___ Supplied text ___

2019 WL 1997284
NOTICE: FINAL PUBLICATION DECISION PENDING. SEE W.S.A. 809.23.
Court of Appeals of Wisconsin.
SOCIETY INSURANCE, A MUTUAL COMPANY, PLAINTIFF,
SCOTT FRIEDLE, INVOLUNTARY-PLAINTIFF,
BESSEMER PLYWOOD COMPANY, DEFENDANT-THIRD-PARTY DEFENDANT-APPELLANT,
HARLEYSVILLE LAKE STATES INSURANCE COMPANY, DEFENDANT-APPELLANT,
GREAT WEST CASUALTY COMPANY, INTERVENING-DEFENDANT-THIRD-PARTY PLAINTIFF-RESPONDENT.
Appeal No. 2018AP224
May 7, 2019
Cir. Ct. No. 2016CV219
APPEAL from a judgment of the circuit court for Lincoln County: JAY R. TLUSTY, Judge. Affirmed.
Before Stark, P.J., Hruz and Seidl, JJ.
*1 ¶1 Bessemer Plywood Company and Harleysville Lake States Insurance Company (collectively, “Bessemer”) appeal a grant of summary judgment in favor of Great West Casualty Company (“Great West”). Bessemer contends that the circuit court erred by determining that Great West had no duty to defend or to indemnify Bessemer against claims arising from a slip and fall accident in which Scott Friedle, an employee of Great West’s insured, Maki Trucking & Logging (“Maki”), suffered severe injuries at a Bessemer facility. We conclude that an exclusion in Great West’s policy precludes coverage of Bessemer for Friedle’s injury as a matter of law, and Great West therefore had no duty to defend or to indemnify Bessemer. Accordingly, we affirm.
¶2 In October 2016, Bessemer hired Maki to pick up a load of plywood from Bessemer’s facility in Bessemer, Michigan. To that end, Friedle drove a Maki-owned truck from Tomahawk, Wisconsin, to the Bessemer facility. After the plywood “was loaded” onto the truck’s flatbed trailer,1 Friedle climbed on top of the load so that he could pull a tarp over the plywood. He subsequently suffered severe injuries when he slipped and fell from the trailer.

___ Data provided ___

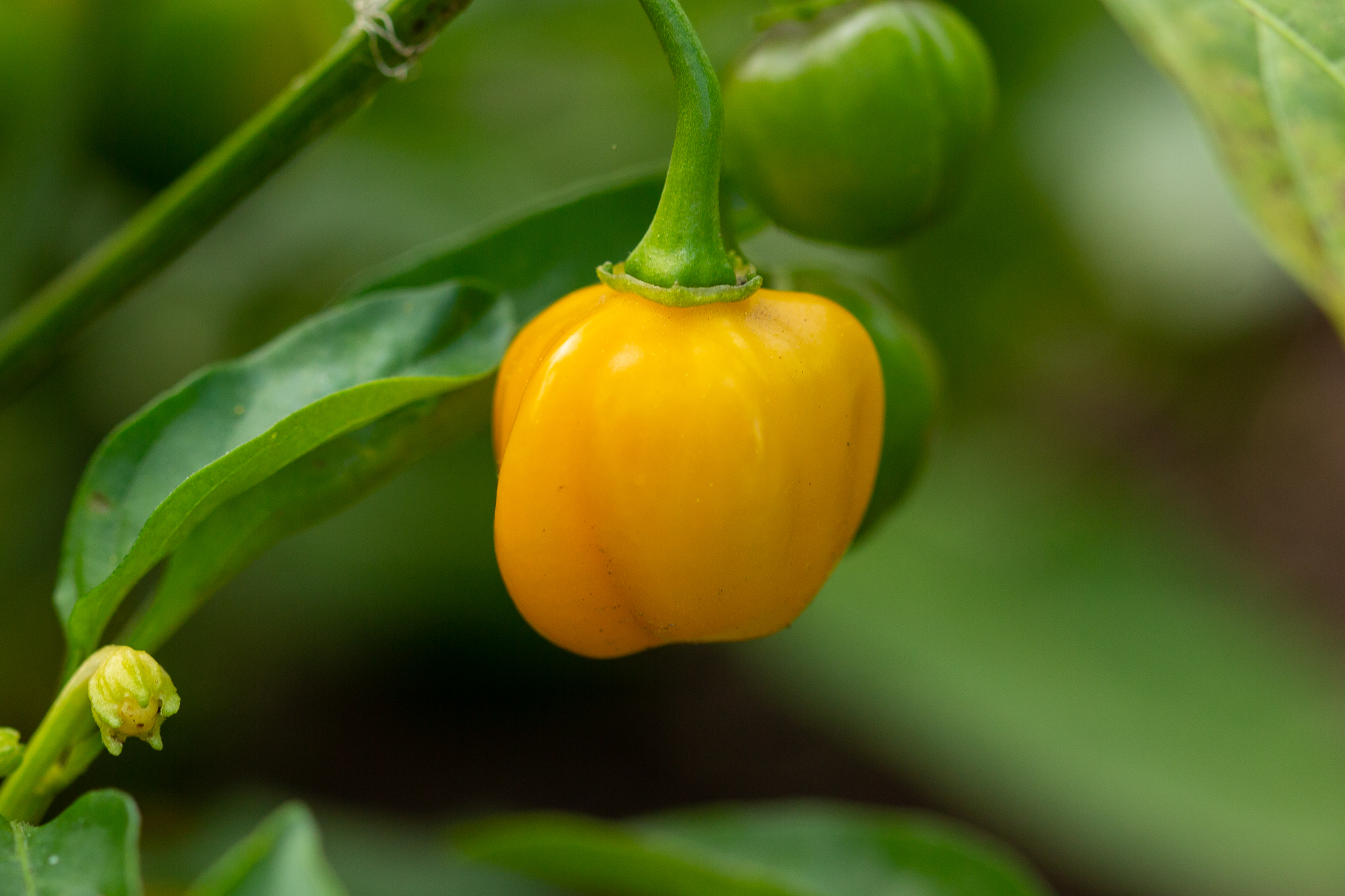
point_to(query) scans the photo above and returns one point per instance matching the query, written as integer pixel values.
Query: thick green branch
(340, 83)
(684, 246)
(47, 763)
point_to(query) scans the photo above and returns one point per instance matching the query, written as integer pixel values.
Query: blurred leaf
(204, 65)
(310, 489)
(1036, 639)
(540, 254)
(1265, 77)
(782, 849)
(372, 856)
(283, 857)
(234, 425)
(91, 848)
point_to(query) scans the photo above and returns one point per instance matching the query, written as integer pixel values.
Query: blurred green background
(1107, 628)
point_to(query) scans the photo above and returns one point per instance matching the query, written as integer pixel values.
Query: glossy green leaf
(91, 849)
(282, 857)
(540, 254)
(372, 855)
(234, 426)
(1039, 640)
(1266, 77)
(770, 849)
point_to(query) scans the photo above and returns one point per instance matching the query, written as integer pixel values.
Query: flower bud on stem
(120, 689)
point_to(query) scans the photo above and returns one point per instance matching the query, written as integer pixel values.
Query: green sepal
(677, 296)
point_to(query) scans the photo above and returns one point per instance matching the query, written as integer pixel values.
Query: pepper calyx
(677, 296)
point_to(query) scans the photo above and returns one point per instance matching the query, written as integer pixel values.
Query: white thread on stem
(372, 18)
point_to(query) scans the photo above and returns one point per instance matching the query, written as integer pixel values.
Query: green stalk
(684, 249)
(334, 88)
(42, 773)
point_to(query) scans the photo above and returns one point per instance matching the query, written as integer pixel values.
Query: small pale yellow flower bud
(131, 696)
(11, 752)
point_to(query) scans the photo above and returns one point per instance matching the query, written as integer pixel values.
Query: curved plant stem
(684, 246)
(340, 83)
(55, 750)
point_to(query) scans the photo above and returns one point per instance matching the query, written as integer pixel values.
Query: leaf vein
(1296, 39)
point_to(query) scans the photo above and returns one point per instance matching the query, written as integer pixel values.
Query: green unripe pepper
(858, 125)
(910, 381)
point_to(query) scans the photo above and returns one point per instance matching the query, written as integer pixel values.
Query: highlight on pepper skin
(673, 475)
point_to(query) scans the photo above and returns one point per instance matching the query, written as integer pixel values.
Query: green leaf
(540, 254)
(772, 849)
(91, 849)
(1268, 81)
(283, 857)
(1039, 640)
(233, 426)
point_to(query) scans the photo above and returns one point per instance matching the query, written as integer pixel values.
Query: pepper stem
(684, 249)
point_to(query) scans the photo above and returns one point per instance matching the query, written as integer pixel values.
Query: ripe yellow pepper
(681, 475)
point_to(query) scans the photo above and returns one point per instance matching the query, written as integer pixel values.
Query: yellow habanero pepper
(684, 456)
(671, 475)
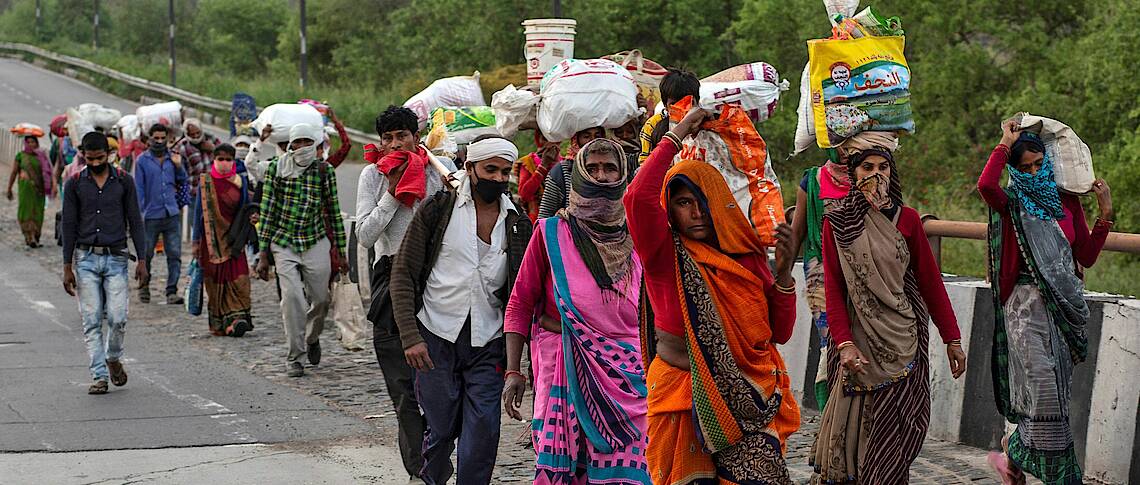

___

List every party named in the caption of the court opinion. The items above are distinct material and are not part of the court opinion.

Written reply:
Society Insurance, A Mutual Company
Scott Friedle
Bessemer Plywood Company
Harleysville Lake States Insurance Company
Great West Casualty Company